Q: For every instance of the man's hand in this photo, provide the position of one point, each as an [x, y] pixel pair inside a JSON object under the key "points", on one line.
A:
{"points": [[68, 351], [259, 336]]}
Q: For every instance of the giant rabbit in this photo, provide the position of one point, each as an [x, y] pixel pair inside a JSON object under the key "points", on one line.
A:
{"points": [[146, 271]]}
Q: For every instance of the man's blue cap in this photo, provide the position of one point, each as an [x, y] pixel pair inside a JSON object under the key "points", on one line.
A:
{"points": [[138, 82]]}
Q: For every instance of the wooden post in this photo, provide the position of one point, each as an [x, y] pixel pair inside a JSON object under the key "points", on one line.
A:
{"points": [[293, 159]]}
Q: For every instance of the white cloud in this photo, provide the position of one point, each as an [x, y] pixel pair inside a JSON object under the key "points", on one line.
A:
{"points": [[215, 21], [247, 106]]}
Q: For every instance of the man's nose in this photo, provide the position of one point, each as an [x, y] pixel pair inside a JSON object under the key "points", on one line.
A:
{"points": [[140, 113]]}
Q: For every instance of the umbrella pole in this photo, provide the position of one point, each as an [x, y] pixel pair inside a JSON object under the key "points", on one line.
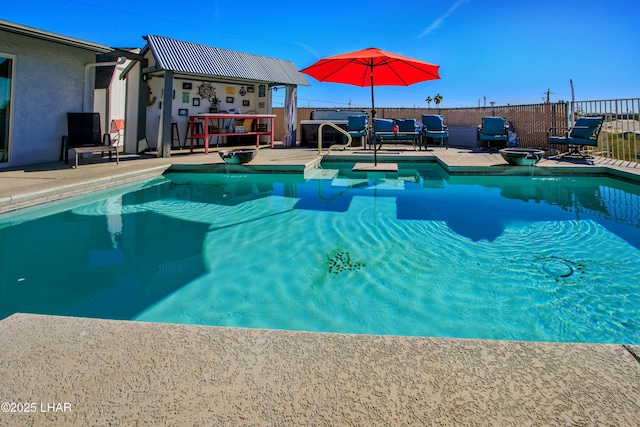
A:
{"points": [[373, 119]]}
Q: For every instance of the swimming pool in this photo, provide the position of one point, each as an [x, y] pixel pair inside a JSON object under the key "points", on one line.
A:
{"points": [[537, 258]]}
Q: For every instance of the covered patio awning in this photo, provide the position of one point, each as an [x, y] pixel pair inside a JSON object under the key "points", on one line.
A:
{"points": [[171, 59]]}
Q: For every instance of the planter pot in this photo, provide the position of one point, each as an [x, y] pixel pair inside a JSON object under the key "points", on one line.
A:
{"points": [[238, 156], [522, 156]]}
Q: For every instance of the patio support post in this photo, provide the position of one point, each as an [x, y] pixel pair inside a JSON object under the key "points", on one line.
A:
{"points": [[164, 131]]}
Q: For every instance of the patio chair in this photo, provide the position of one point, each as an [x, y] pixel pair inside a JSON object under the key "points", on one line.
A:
{"points": [[493, 129], [583, 133], [85, 136], [358, 127], [433, 127]]}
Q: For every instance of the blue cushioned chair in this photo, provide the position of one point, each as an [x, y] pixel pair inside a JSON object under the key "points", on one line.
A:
{"points": [[357, 126], [583, 133], [433, 127], [493, 129]]}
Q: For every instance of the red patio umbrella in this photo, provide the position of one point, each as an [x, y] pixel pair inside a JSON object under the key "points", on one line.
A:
{"points": [[358, 69]]}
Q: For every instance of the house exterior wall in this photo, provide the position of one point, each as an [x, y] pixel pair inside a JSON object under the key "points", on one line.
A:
{"points": [[49, 82]]}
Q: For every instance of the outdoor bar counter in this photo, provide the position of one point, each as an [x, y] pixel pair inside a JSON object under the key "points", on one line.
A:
{"points": [[217, 117]]}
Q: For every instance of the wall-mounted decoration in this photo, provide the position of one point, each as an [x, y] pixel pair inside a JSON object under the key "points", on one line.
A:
{"points": [[205, 90]]}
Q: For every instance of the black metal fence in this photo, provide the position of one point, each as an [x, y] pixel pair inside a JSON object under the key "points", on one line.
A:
{"points": [[619, 138]]}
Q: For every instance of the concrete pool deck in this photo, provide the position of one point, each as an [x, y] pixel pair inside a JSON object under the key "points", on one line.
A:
{"points": [[87, 371]]}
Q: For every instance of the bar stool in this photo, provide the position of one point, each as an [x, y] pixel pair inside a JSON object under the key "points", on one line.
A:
{"points": [[197, 128]]}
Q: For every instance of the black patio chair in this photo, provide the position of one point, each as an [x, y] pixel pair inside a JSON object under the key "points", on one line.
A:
{"points": [[85, 136]]}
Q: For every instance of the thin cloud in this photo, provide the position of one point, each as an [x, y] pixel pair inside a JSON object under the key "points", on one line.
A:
{"points": [[312, 51], [439, 23]]}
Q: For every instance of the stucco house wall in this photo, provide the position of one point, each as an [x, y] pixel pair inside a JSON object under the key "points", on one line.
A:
{"points": [[48, 83]]}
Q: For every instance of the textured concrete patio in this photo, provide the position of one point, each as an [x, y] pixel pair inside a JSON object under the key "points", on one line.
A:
{"points": [[99, 372]]}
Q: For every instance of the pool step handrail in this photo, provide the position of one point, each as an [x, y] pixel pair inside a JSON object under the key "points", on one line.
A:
{"points": [[339, 129]]}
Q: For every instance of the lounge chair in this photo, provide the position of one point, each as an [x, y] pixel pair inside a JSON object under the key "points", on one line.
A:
{"points": [[493, 129], [85, 136], [433, 127], [583, 133], [357, 127]]}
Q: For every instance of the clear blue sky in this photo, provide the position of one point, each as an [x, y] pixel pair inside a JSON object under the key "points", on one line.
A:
{"points": [[509, 51]]}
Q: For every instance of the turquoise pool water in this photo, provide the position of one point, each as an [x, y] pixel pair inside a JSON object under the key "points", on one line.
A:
{"points": [[418, 253]]}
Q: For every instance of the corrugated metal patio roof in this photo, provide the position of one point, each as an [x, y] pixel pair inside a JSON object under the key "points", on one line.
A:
{"points": [[192, 58]]}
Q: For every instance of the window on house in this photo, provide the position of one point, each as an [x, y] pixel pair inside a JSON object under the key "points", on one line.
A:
{"points": [[6, 70]]}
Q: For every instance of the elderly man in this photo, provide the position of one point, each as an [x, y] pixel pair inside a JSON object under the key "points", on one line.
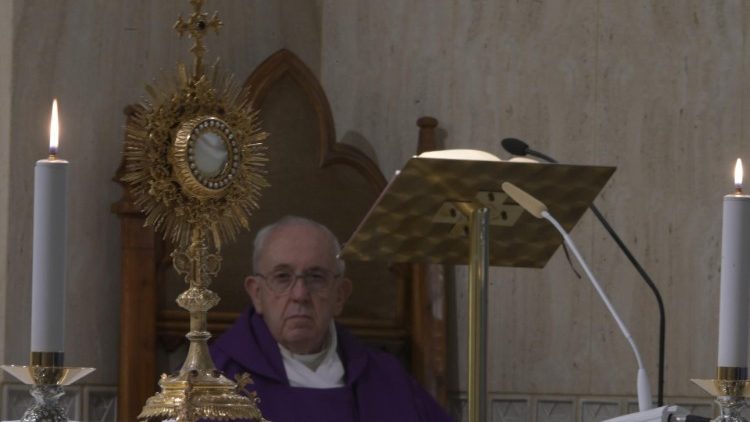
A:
{"points": [[304, 366]]}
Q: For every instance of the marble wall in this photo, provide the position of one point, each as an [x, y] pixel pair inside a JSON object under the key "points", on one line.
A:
{"points": [[96, 57], [656, 88]]}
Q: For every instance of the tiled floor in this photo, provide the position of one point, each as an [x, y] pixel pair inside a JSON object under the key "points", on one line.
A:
{"points": [[565, 409]]}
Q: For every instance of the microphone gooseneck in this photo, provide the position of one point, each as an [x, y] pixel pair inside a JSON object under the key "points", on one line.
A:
{"points": [[515, 146], [521, 148], [539, 210]]}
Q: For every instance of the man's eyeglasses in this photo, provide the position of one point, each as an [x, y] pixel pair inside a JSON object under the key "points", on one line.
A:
{"points": [[316, 281]]}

▬▬▬▬▬▬

→ Task requirements:
Reproduce exactly the lines from the one containing "Q: For every instance of the microphone" through the last line of the records above, including both, and nothing else.

→ Final result:
Q: For every instance of the microphone gooseneck in this photo, provide the position of one point, each as an [x, y] pixel pair inside a JSON object under the key "points", on one line.
A:
{"points": [[515, 146], [521, 148], [539, 210]]}
Q: For every instance of the man's eyeglasses in this photo, provide the position of one point, each as an [x, y] pixel pair inside a JSON object under the key "points", on one line.
A:
{"points": [[316, 281]]}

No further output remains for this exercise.